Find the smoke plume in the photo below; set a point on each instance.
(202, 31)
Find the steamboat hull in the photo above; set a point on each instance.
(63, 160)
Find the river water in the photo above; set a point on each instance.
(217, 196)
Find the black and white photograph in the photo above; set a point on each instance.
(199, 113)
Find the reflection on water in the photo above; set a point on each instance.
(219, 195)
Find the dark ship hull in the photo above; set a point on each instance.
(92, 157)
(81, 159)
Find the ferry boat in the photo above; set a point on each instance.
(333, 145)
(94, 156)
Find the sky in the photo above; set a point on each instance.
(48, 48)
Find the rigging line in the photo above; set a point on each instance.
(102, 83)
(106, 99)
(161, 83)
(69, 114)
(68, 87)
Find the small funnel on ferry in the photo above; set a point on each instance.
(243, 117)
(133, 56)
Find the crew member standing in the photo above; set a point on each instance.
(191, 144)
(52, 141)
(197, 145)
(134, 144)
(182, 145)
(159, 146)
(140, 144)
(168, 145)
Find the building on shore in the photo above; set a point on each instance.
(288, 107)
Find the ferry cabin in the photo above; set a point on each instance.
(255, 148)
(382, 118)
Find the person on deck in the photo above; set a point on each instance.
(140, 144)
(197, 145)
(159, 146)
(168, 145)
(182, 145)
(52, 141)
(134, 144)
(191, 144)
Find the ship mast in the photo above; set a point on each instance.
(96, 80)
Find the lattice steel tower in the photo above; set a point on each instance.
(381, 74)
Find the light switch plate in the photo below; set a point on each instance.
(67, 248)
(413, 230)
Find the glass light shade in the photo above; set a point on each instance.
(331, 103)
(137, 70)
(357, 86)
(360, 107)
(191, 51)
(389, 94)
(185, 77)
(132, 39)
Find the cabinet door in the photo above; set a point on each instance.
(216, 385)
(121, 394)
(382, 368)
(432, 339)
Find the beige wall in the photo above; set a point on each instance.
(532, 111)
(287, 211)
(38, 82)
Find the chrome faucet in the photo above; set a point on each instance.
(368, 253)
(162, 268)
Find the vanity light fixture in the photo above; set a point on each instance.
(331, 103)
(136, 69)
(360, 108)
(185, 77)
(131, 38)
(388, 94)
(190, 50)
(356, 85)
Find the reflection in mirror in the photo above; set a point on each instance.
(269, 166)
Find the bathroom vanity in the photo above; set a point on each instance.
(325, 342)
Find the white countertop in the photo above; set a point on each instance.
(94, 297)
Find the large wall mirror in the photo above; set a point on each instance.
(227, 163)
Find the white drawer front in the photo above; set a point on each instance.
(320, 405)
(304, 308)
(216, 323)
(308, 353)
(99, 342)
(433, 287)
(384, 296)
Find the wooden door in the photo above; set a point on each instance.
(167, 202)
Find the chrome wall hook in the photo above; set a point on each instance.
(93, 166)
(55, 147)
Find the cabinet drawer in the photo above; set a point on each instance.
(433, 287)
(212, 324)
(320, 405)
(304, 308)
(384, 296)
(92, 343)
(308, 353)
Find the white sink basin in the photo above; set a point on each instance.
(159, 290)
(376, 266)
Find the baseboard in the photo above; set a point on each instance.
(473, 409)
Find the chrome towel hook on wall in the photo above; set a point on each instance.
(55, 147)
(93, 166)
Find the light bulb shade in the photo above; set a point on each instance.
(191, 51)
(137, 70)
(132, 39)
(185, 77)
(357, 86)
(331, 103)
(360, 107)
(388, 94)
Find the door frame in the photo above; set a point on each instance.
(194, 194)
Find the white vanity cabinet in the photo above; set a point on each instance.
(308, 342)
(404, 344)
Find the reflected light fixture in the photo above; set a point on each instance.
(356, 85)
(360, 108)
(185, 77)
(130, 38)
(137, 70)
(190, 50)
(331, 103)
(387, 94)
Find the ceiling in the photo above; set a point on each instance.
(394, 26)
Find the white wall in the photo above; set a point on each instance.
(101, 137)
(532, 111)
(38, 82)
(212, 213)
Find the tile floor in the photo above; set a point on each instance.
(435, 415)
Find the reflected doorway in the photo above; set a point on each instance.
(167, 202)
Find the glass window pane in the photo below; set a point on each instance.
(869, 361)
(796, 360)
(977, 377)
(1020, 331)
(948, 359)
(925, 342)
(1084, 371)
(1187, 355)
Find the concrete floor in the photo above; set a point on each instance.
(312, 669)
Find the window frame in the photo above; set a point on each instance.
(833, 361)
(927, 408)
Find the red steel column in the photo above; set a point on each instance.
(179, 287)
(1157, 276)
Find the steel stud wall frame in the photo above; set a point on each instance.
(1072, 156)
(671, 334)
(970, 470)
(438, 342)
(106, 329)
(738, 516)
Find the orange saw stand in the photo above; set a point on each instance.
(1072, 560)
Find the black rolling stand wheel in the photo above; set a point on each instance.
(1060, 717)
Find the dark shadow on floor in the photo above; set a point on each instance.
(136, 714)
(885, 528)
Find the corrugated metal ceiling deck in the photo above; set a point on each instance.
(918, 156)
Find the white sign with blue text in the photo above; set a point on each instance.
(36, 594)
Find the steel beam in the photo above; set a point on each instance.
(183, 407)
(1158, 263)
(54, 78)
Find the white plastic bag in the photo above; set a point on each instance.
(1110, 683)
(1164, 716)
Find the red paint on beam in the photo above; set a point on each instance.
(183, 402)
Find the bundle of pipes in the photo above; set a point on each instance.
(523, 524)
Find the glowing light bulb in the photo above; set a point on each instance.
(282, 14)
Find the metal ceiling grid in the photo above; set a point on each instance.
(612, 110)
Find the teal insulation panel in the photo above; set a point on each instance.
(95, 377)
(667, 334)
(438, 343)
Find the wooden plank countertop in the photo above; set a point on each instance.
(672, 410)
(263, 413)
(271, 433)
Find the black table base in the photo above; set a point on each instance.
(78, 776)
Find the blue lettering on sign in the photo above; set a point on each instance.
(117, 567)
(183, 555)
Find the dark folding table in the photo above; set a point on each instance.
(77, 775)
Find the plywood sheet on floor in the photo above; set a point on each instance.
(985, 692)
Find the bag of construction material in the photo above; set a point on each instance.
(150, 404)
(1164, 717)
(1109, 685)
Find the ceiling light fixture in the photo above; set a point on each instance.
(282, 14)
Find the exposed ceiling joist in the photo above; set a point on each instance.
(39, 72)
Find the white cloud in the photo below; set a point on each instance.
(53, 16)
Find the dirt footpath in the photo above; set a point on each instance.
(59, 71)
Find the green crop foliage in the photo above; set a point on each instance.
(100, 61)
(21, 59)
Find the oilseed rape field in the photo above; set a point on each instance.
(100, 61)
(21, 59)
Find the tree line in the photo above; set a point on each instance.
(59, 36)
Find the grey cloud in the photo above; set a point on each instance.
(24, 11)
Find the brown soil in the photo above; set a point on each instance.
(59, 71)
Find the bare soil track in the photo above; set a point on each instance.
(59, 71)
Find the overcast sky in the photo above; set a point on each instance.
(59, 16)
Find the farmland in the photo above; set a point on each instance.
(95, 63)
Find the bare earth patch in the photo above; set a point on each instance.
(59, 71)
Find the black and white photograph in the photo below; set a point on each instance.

*PROBLEM*. A full, exact repeat of the entries above is required.

*TASK ANSWER*.
Find the smoke plume in the photo below; set a point on each instance.
(202, 31)
Find the steamboat hull in the photo above; set a point on each instance.
(63, 160)
Find the river water in the photo above; set a point on each instance.
(217, 196)
Find the black and white photograph in the photo above; set a point on each instance.
(199, 113)
Find the reflection on water in the photo above; set a point on each instance.
(219, 195)
Find the dark ship hull in the photo above; set a point on each instance.
(92, 157)
(81, 159)
Find the ferry boat in the photo above; set a point on each instance.
(333, 145)
(94, 156)
Find the sky in the photo above; set a point on each instance.
(48, 48)
Find the rigging line in the photo above; set a point on each instance.
(102, 83)
(106, 99)
(161, 83)
(69, 114)
(68, 87)
Find the small funnel on ferry in the photo above; set a point on each instance.
(243, 117)
(133, 56)
Find the crew member standing in the photo above; set a point on each instance.
(191, 144)
(52, 141)
(197, 145)
(134, 144)
(182, 145)
(159, 146)
(140, 144)
(168, 145)
Find the building on shore in the photo above; set a point on each instance.
(288, 107)
Find the ferry cabin in the photo above; set a point on each instance.
(255, 148)
(382, 118)
Find the person on deck in the photo above; set a point on each instance.
(140, 144)
(197, 145)
(159, 146)
(168, 145)
(182, 145)
(52, 141)
(134, 144)
(191, 144)
Find the ship mast in the photo above; set a point on each instance.
(96, 80)
Find the lattice steel tower in the photo above; set a point on each instance.
(381, 74)
Find the light switch plate in the photo below; set a point on each instance.
(67, 248)
(413, 230)
Find the glass light shade in the photo above; set a point on each instance.
(331, 103)
(137, 70)
(357, 86)
(360, 107)
(191, 51)
(389, 94)
(185, 77)
(132, 39)
Find the cabinet door in the photo above; set a point on each instance.
(216, 385)
(121, 394)
(382, 368)
(432, 339)
Find the beige wall in the photo above; set a point on each instance.
(532, 111)
(287, 211)
(38, 82)
Find the chrome faucet in the photo above; set a point on each instance.
(368, 253)
(162, 268)
Find the vanity light fixture in the photo above; set a point on each instance.
(331, 103)
(136, 69)
(360, 108)
(185, 77)
(131, 38)
(388, 94)
(190, 50)
(356, 85)
Find the reflection in mirror in the photo above; set a point on each instance.
(269, 166)
Find the bathroom vanity in the photo above; set a point on each instance.
(325, 342)
Find the white countertop in the photo above; set a point on each instance.
(94, 297)
Find the large wall mirror in the photo above; set a point on each instance.
(227, 163)
Find the white drawer front in the photo above; set a point on each instance.
(320, 405)
(304, 308)
(216, 323)
(308, 353)
(99, 342)
(433, 287)
(384, 296)
Find the wooden door in the photo above; set a point on each instance.
(167, 202)
Find the chrome wall hook in the photo above; set a point on each instance.
(93, 166)
(55, 147)
Find the cabinet drawer in the photo above; set a point on each instance.
(433, 287)
(212, 324)
(320, 405)
(304, 308)
(384, 296)
(92, 343)
(308, 353)
Find the white sink basin in the photo above; set a point on each instance.
(159, 290)
(376, 266)
Find the baseboard in the photo above; set a point on each instance.
(473, 409)
Find the chrome towel hook on wall in the photo above; set a point on each instance.
(55, 147)
(93, 166)
Find the light bulb shade in the photo above; set a point on each instance.
(191, 51)
(137, 70)
(132, 39)
(185, 77)
(357, 86)
(331, 103)
(360, 107)
(388, 94)
Find the door frame in the photo above; set a point on each instance.
(194, 194)
Find the white vanity cabinet in the photo above; set a point on each instance.
(308, 342)
(404, 344)
Find the reflected light fixture in the photo above; set a point on each instance.
(356, 85)
(360, 108)
(185, 77)
(130, 38)
(137, 70)
(190, 50)
(331, 103)
(387, 94)
Find the ceiling in the photo above; set a point on each instance.
(394, 26)
Find the white wall in the photo above; set a point on each instance.
(101, 137)
(532, 111)
(38, 82)
(212, 213)
Find the tile floor in the photo above; set a point on each instance.
(435, 415)
Find the reflected doorway in the photo above; set a point on each instance.
(167, 202)
Find the glass window pane in the photo below; set a point on each instance.
(869, 361)
(796, 360)
(977, 377)
(1020, 331)
(948, 359)
(925, 342)
(1084, 371)
(1187, 355)
Find the concrete floor in the photo above; set a point on each instance.
(312, 669)
Find the window frame in the photo above; set a point on each instance.
(833, 361)
(927, 408)
Find the red steel column in the photo above; set a point on each instance.
(179, 287)
(1157, 276)
Find the steel stud wall frame in the photo above; set a point on each instance.
(1072, 156)
(671, 334)
(970, 470)
(438, 342)
(106, 329)
(738, 516)
Find the orange saw stand in the photo above; set a point on each instance.
(1072, 560)
Find the black rolling stand wheel in the photo above; set a point on each instance.
(1060, 717)
Find the dark shadow on floor in the photo above; set a point on each instance.
(136, 714)
(885, 528)
Find the corrugated metal ceiling deck in the photo above; set a point on each instance.
(918, 156)
Find the white sign with blue text in the photo above; set a point on each instance.
(36, 594)
Find the steel beam in the photo above; set a point on each instance.
(183, 407)
(1158, 263)
(54, 78)
Find the white plastic bag in the photo above; set a point on each instance.
(1110, 683)
(1164, 716)
Find the red paint on beam in the photo above; set a point on each instance.
(183, 402)
Find the bundle of pipes in the photo above; set a point on each instance.
(523, 524)
Find the glowing light bulb in the photo above; set a point on each instance.
(282, 14)
Find the metal ceiling grid in the photo above; set a point on each instance.
(612, 110)
Find the teal insulation panel in the photo above; set a point on each instance.
(95, 377)
(667, 334)
(438, 343)
Find the wooden plank countertop in the photo above; set a point on each instance.
(672, 410)
(263, 413)
(271, 433)
Find the black table base in the photo above; set a point on each instance.
(78, 776)
Find the blue lettering on sign in the photo above; set a point on each instance.
(117, 567)
(183, 555)
Find the dark folding table in the photo above; set a point on each instance.
(77, 775)
Find the plywood sheet on floor in the photo above; set a point on each instance.
(985, 692)
Find the bag of construction material in the photo above; set a point on each instance.
(150, 404)
(1164, 717)
(1109, 685)
Find the ceiling light fixture in the photo above; set a point on each instance.
(282, 14)
Find the exposed ceiling joist in the photo above; set a point on each instance.
(39, 72)
Find the white cloud in the photo below; set a point on each instance.
(53, 16)
Find the dirt footpath in the photo above; set a point on each instance.
(59, 71)
Find the green crop foliage in the photo above; set a point on each instance.
(100, 61)
(21, 59)
Find the oilseed rape field in the photo above; set a point on each instance.
(100, 61)
(21, 59)
Find the tree line in the photo above; set a point on each instance.
(59, 36)
Find the grey cloud in the photo above; set a point on each instance.
(24, 11)
Find the brown soil in the photo above; set a point on each instance.
(59, 71)
Find the bare soil track in the photo above; set a point on each instance.
(59, 71)
Find the overcast sky in the photo above; set a point on each instance.
(59, 16)
Find the farmland in the photo above; set a point on each instance.
(95, 63)
Find the bare earth patch in the photo above; set a point on each instance.
(59, 71)
Find the black and white photograph in the photo below; set a point on each instance.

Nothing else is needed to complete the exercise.